Bradley graduated from Hardin-Simmons College in Abilene in 1964 and went on to do graduate work at Berkeley (1966-67). Divorced from Robert Bradley, she married Walter Breen, had two more children, and continued her writing career. She has continued to live in California, and, despite several strokes, acted as the doyenne of a productive group of younger fans and writers, continued to produce novels, and edited two series of anthologies, Greyhaven and Sword and Sorceress. In 1988 she began to publish and edit Marion Zimmer Bradley's Fantasy Magazine, which encourages tales of "sword and sorcery," the fantasy subgenre with which she is popularly associated.

Bradley's most popular series of novels, beginning with The Planet Savers and The Sword of Aldones in 1962, are set on Darkover, a snowy and forbidding planet originally settled by colonists from Earth. In the centuries following, the "lost" settlers have developed a patriarchal feudal society ruled by an aristocracy that holds power partly through hereditary psychic abilities. The planet's rediscovery leads to interesting conflicts between Earth's modern technology and Darkover conservatism.

The Darkover novels are almost ideal illustrations of the ways in which attitudes toward women as writers and subjects of science fiction have changed. The earliest, designed to appeal to a young and almost entirely male audience, are essentially exotic adventure stories centered on white male heroes, with few female characters. But beginning with The Heritage of Hastur (1975), Bradley began to write more complex novels focused on personal relationships and politics rather than action, and gradually to shift from male to female protagonists. Acknowledging her own lesbianism, she began to explore sexual roles and show both male and female homosexuals in a positive light. Particularly influential has been her invention of the Free Amazons (or Renunciates) in The Shattered Chain (1976). These are women who in a male-centered world have freed themselves from a dependence on men. Their lives are not easy or trouble-free, but their community offers an alternative to Darkover's oppressed women.

A young adult series involving three princesses faced with dangerous quests and self-revelation began with Black Trillium (1990), coauthored with Andre Norton and Julian May; Bradley was sole author of the fourth in the series, Lady of the Trillium (1995). Bradley teamed up again with Norton and Mercedes Lackey to produce Tiger Burning Bright, about the women in three generations of a ruling house who must flee and travel in disguise when an evil emperor overthrows their city-state. The novel was not critically acclaimed, but the elements of feminism, magic, romance, and action-adventure are characteristic of Bradley's writing.

* Written problem 1
Answer these questions about the Bradley passage:
(a) In what year did Bradley start publishing and editing her fantasy magazine?
(b) What is the name of the planet where her most popular series of novels is set?
(c) In which book did she invent the Free Amazons?
* Written problem 2
Continue the Bradley passage, picking up right after its last sentence.
The lines that come next are separate material, unrelated to the Bradley passage.

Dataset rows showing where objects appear

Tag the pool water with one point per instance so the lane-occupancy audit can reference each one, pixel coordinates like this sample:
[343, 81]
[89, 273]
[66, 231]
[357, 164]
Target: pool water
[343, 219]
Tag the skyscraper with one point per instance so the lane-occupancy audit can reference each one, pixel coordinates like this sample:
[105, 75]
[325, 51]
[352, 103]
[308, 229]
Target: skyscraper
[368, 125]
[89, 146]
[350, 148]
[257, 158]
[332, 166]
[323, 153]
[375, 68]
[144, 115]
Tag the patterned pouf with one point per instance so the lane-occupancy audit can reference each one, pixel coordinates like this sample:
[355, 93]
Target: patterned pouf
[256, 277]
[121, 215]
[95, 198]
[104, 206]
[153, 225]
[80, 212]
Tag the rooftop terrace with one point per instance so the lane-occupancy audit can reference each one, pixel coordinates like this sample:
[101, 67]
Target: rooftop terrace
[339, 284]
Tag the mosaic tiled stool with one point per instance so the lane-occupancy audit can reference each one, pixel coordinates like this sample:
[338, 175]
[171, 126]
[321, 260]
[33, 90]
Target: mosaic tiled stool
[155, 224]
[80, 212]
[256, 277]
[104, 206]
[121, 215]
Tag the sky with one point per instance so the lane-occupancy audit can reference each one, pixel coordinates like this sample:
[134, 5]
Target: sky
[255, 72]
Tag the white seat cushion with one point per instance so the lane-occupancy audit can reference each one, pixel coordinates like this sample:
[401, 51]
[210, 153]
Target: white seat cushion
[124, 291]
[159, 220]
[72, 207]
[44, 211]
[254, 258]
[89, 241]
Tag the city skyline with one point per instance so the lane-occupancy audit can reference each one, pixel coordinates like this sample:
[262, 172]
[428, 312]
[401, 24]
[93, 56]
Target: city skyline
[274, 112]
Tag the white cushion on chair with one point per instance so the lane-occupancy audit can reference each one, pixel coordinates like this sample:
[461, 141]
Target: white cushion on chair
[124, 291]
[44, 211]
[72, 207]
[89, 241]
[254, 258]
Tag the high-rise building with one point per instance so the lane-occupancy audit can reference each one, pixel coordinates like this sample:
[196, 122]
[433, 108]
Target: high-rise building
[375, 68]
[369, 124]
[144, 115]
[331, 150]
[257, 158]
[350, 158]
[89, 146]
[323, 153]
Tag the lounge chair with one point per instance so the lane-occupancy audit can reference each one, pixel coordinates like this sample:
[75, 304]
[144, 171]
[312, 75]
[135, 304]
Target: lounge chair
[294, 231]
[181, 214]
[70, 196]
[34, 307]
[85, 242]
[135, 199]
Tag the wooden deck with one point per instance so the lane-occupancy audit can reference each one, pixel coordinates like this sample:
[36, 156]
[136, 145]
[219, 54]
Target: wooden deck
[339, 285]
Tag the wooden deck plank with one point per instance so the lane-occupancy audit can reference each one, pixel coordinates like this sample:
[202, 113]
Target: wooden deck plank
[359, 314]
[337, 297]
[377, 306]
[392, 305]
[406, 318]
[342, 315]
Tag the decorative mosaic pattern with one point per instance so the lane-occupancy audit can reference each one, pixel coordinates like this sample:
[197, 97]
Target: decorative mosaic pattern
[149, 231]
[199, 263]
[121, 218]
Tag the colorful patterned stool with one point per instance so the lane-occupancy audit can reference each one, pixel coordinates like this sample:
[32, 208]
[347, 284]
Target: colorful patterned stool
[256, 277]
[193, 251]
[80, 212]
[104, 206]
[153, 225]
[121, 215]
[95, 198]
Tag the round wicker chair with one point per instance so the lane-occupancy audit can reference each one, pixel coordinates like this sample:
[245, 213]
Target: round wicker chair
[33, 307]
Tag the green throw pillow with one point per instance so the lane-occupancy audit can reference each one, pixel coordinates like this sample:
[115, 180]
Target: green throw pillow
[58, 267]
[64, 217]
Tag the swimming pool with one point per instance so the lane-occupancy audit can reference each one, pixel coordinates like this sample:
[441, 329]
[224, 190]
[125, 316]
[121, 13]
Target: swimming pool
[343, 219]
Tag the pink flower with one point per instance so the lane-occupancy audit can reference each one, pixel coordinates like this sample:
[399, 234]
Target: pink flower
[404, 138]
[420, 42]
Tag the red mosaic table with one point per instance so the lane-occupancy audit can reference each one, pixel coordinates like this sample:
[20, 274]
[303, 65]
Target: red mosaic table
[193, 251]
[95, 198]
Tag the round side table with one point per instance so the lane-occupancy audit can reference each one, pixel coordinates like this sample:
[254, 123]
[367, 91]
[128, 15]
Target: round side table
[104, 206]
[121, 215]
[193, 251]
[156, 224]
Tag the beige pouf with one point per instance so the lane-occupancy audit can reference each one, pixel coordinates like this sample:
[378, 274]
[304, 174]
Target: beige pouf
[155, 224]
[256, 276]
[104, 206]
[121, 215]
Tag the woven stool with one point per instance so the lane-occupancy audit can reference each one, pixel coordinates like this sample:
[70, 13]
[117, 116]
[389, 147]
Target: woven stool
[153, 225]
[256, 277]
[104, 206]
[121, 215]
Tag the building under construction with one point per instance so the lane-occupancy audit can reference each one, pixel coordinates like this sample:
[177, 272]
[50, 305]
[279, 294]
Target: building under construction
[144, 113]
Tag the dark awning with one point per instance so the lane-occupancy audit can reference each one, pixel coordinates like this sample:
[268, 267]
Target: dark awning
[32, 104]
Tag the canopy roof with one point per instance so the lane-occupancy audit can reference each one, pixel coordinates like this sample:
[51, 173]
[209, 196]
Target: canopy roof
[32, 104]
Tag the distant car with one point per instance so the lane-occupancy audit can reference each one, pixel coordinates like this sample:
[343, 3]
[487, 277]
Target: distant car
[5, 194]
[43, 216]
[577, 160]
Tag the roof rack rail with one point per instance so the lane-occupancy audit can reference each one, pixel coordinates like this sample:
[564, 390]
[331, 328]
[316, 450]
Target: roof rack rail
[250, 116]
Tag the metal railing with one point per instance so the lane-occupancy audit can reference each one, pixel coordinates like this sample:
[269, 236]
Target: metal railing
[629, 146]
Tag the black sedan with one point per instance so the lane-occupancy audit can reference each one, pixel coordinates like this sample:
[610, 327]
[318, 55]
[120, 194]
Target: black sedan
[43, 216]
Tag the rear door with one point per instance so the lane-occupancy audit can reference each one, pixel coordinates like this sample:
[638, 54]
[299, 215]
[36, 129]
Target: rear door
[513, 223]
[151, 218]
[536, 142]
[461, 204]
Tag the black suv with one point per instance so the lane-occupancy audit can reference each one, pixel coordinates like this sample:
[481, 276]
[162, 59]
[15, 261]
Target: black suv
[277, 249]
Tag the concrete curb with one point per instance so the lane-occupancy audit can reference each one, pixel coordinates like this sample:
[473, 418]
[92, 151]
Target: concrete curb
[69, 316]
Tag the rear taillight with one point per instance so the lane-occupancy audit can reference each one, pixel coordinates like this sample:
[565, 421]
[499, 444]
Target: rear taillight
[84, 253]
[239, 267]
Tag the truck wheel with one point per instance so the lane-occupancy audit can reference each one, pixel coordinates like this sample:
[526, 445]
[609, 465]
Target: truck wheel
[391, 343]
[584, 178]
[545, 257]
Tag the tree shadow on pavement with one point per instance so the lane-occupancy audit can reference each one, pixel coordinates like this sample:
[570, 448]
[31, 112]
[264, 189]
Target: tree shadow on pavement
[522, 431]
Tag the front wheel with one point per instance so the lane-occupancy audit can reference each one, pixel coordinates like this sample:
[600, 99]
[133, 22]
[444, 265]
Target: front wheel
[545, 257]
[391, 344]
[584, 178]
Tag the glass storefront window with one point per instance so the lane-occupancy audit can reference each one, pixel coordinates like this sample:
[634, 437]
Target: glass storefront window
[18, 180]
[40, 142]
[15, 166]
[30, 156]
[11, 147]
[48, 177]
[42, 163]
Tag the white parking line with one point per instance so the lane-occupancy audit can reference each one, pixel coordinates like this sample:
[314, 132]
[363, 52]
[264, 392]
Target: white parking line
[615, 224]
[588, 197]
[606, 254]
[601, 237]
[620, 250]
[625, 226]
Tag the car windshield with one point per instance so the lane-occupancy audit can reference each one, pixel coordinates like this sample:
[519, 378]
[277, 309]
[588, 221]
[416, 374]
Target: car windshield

* Exercise output 1
(a) 1988
(b) Darkover
(c) The Shattered Chain (1976)

* Exercise output 2
Ghostlight (1995), Witchlight (1996), Gravelight (1997), and Heartlight (1998) are departures from Bradley's outer space settings; they feature Truth Jourdemayne, a researcher into the paranormal, who finds herself drawn into mysteries involving occult phenomena.

Bradley has written and edited at least 40 other novels and anthologies. Of particular interest to women are The Ruins of Isis (1979), an ambiguous depiction of a society in which women dominate men, and two historical novels. The Mists of Avalon (1983) became hugely popular and influential, skillfully retelling Arthurian legend from the point of view of Morgan Le Fay. Dramatizing the struggle between traditional Goddess-worship paganism and the spread of Christianity, Bradley presents a fascinating revision of the motivations and agonies of a familiar cast made new: Arthur, Merlin, Lancelot, Gwenhwyfar, Vivian. It is a powerfully feminist novel, depicting both the prosaic and the magical aspects of the lives of the women who provide the novel's emotional punch. Avalon led to a resurgence of interest in the Matter of Britain in fantasy fiction, not omitting Bradley's own later The Forest House (1994), a romance set in Roman Britain, and Lady of Avalon (1997).

Bradley performed a similar transformation of myth in The Firebrand (1987), which tells the story of Kassandra against the backdrop of the Trojan War and, as in Avalon, of a matriarchal society overpowered by the patriarchal rule of the Greeks and their male pantheon.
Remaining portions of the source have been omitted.